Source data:
#####
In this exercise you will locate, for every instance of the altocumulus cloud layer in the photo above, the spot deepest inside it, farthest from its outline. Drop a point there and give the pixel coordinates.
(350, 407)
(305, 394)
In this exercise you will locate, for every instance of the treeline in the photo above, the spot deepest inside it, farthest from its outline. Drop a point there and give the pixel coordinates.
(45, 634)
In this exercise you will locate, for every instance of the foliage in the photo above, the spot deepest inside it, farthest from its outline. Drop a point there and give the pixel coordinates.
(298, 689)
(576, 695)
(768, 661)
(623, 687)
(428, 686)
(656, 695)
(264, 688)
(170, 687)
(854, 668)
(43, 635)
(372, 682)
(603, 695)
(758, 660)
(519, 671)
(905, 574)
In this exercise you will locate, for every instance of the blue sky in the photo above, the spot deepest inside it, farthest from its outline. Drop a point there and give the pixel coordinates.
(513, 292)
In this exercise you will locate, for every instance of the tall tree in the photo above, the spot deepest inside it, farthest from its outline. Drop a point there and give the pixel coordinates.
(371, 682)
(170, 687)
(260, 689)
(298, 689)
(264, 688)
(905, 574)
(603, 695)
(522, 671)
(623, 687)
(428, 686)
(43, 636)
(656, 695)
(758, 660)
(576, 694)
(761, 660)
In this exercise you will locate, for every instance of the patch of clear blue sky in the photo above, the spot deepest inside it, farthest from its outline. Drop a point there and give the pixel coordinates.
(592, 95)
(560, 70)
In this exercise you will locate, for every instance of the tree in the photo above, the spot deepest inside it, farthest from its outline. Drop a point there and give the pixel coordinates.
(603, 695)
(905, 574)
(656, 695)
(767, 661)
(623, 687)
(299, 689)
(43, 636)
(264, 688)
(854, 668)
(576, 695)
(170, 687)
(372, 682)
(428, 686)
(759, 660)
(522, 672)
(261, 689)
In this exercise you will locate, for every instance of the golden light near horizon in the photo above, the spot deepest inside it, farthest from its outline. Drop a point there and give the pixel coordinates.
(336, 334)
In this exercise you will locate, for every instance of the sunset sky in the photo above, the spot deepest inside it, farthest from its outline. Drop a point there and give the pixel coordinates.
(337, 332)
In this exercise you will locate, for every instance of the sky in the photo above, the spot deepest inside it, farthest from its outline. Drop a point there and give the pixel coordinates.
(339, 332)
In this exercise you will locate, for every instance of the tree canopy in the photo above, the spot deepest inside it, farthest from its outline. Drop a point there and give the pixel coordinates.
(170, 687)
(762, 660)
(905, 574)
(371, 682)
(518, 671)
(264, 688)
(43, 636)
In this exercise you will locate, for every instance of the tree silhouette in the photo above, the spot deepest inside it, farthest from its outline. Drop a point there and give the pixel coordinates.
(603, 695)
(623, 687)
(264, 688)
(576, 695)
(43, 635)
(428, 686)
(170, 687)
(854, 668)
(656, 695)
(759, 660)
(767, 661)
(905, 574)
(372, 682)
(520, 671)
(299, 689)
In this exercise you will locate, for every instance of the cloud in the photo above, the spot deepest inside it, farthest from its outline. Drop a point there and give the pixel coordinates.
#####
What to produce: Set down each entry from above once more, exactly as written.

Exercise solution:
In this exercise you will locate, for every instance of the altocumulus cloud layer in the photo above, the spot deepest inside it, farthest from its outline. Drop a point there and give the pixel coordinates.
(350, 407)
(305, 394)
In this exercise you will locate, for every instance of the treeline in the photo above, the spot deepest inside it, farthest from its outline. Drop a point there and give the pixel coordinates.
(45, 634)
In this exercise you will locate, for every instance of the foliage in the photo above, the spot deepest inside it, farthest from its outline. Drop a point there and give the pixel coordinates.
(298, 689)
(576, 695)
(768, 661)
(623, 687)
(428, 686)
(656, 695)
(264, 688)
(170, 687)
(854, 668)
(43, 635)
(372, 682)
(603, 695)
(758, 660)
(519, 671)
(905, 574)
In this exercise you will locate, for every instance of the blue sky in the photo above, the spot deepest inside it, farthest from its outline. Drop a point there and give the pixel coordinates.
(513, 292)
In this exercise you will locate, for every instance of the tall tree in the photo above, the spot deepest inside it, farthest from its outline. Drop a point there and give the pixel coordinates.
(371, 682)
(170, 687)
(260, 689)
(298, 689)
(264, 688)
(905, 574)
(603, 695)
(522, 671)
(623, 687)
(428, 686)
(43, 636)
(656, 695)
(758, 660)
(576, 694)
(761, 660)
In this exercise you will locate, for every instance of the patch of clear blue sky in the photo above, the spot deepest inside it, farthest from its outline. Drop a point there and give the pixel coordinates.
(592, 95)
(560, 70)
In this exercise you will locate, for every instance of the tree in the photo above, the spot deepest inside it, farthest from its outline. Drop a point there and give the pixel coordinates.
(603, 695)
(905, 574)
(656, 695)
(767, 661)
(623, 687)
(299, 689)
(43, 636)
(264, 688)
(854, 668)
(576, 695)
(170, 687)
(372, 682)
(428, 686)
(759, 660)
(522, 672)
(261, 689)
In this exercise you will locate, for every instance of the golden light near horizon in the photo above, the spot deepest inside it, farthest from its outline. Drop a point there and give the pixel coordinates.
(336, 334)
In this exercise you will locate, for every instance of the sunset sky in the photo above, the spot deepest inside it, farthest from its outline. Drop a point there and give the pixel coordinates.
(337, 332)
In this exercise you will locate, for every instance of the sky in the photo above, the spot deepest inside it, farthest from its outline. Drop a point there and give the pixel coordinates.
(339, 332)
In this exercise you will locate, for every instance of the tree canopy in the photo above, the spot deepest inside it, farthest from its outline. Drop a point there and give the pixel coordinates.
(170, 687)
(762, 660)
(905, 574)
(371, 682)
(518, 671)
(264, 688)
(43, 636)
In this exercise you will locate, for every instance of the tree silhouette in the photo above, the spot deepest inside it, farthest from its outline. Drop a point there and give the pixel coordinates.
(603, 695)
(623, 687)
(264, 688)
(576, 695)
(43, 635)
(428, 686)
(170, 687)
(854, 668)
(656, 695)
(759, 660)
(767, 661)
(905, 574)
(372, 682)
(520, 671)
(299, 689)
In this exercise you will locate, for every instance of the cloud in the photo above, the spot deepest inside it, farthest from its outline. Drop a point there and give the pixel coordinates.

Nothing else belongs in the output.